# Start of ARTICLE
There's 4 things you can do to prevent this. The first would be to up the salt content to retard the yeast activity. Looks like you have plenty of salt already so that's probably not the way to go.

Cut back the yeast, maybe try only a tsp.

Cut back the sugar, so as not to feed the yeast so much.

Use cooler water. I don't know if your machine specifies a given temp of water to use, but the warmer the water the warmer the finished dough after kneading and the more acitve the yeast will be. Friction in the machine adds several degrees to the finished temp of the dough too, so that should be considered as well. 

If you like the flavor of the bread, leave the sugar in and adjust the yeast quantity and the water temp. 

I'm a curious type, let us know what happens next time you make it.


----------



## jlloyd99 (Mar 28, 2006)

Y2K-

There are two reasons that I've ever had a loaf collapse on me.  One is that I didn't bake it long enough and being a bit doughy in the middle it fell when I cut into it, or maby a better word would be compressed.  The other is that in the kneading process I didn't get all the air bubbles out and one baked into the middle, this caused it to collapse.  Due to the fact that your using a bread machine though we may be looking at a thrid possibilty.  This being that the ingredients didn't mix together compleatly and thus the chemical reactions that result in a nice firm loaf didn't take place.  The only other thought I could offer is that the yeast was dead, but that would cause the loaf to not rise at all and from what you've said that doesn't sound like the problem either.  Hopefully when you get the pictures posted we can come up with a more conclusive answer.


----------



## monty (Mar 28, 2006)

Michael, you say you are having a problem with your bread collapsing. But then you describe a unique texture. Is it just with this recipe or have others given you trouble? If other recipes are giving trouble then your machine is failing you! If it is just this recipe I would ask another question. Is your pesto preparation cooked or raw? Raw garlic can affect the chemical process in breadmaking. Try using roasted garlic or garlic powder. That may make a great difference!
# End of ARTICLE
▸ **SHORT TASK A**:
Answer these from the bread-machine thread:
(i) According to the first reply, what does friction in the machine add to the finished temperature of the dough?
(ii) On what date did jlloyd99 post?
(iii) What does monty suggest using in place of raw garlic?
# Start of DATA ROWS
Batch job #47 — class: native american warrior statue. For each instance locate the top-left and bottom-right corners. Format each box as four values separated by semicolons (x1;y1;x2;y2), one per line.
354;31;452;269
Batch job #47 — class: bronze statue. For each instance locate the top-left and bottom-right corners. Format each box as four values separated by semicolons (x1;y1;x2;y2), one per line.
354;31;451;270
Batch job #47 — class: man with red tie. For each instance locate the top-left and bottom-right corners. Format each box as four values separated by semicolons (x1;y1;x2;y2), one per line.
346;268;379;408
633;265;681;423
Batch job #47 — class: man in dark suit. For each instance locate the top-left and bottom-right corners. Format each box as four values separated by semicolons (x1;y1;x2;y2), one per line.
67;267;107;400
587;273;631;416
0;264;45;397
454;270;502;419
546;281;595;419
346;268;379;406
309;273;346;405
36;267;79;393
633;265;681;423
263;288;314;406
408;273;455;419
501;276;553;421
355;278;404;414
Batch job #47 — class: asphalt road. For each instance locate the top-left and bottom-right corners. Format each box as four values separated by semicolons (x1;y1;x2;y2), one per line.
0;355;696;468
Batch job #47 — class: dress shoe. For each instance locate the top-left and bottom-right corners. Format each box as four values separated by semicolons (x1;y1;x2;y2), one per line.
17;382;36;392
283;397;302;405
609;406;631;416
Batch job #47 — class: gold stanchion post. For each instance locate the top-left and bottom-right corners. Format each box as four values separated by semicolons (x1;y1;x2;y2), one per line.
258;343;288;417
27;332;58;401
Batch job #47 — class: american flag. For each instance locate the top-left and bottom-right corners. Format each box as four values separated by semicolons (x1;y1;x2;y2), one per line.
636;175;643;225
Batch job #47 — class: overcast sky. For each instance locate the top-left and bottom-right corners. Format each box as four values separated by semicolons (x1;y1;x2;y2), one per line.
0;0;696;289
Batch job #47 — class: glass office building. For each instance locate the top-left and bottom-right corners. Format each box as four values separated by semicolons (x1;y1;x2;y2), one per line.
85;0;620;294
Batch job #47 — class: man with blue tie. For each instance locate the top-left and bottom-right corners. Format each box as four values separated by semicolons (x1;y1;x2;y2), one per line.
# End of DATA ROWS
▸ **SHORT TASK B**:
In the rows, take the part that opens with the line containing "Batch job #47 — class: gold" and closes with the line containing "0;0;696;289", and write only those lines out again with "overcast sky" swapped for "cloudy sky", keeping everything else unchanged.

▸ **WRITTEN REPLY A**:
(i) Several degrees.
(ii) Mar 28, 2006.
(iii) Roasted garlic or garlic powder.

▸ **WRITTEN REPLY B**:
Batch job #47 — class: gold stanchion post. For each instance locate the top-left and bottom-right corners. Format each box as four values separated by semicolons (x1;y1;x2;y2), one per line.
258;343;288;417
27;332;58;401
Batch job #47 — class: american flag. For each instance locate the top-left and bottom-right corners. Format each box as four values separated by semicolons (x1;y1;x2;y2), one per line.
636;175;643;225
Batch job #47 — class: cloudy sky. For each instance locate the top-left and bottom-right corners. Format each box as four values separated by semicolons (x1;y1;x2;y2), one per line.
0;0;696;289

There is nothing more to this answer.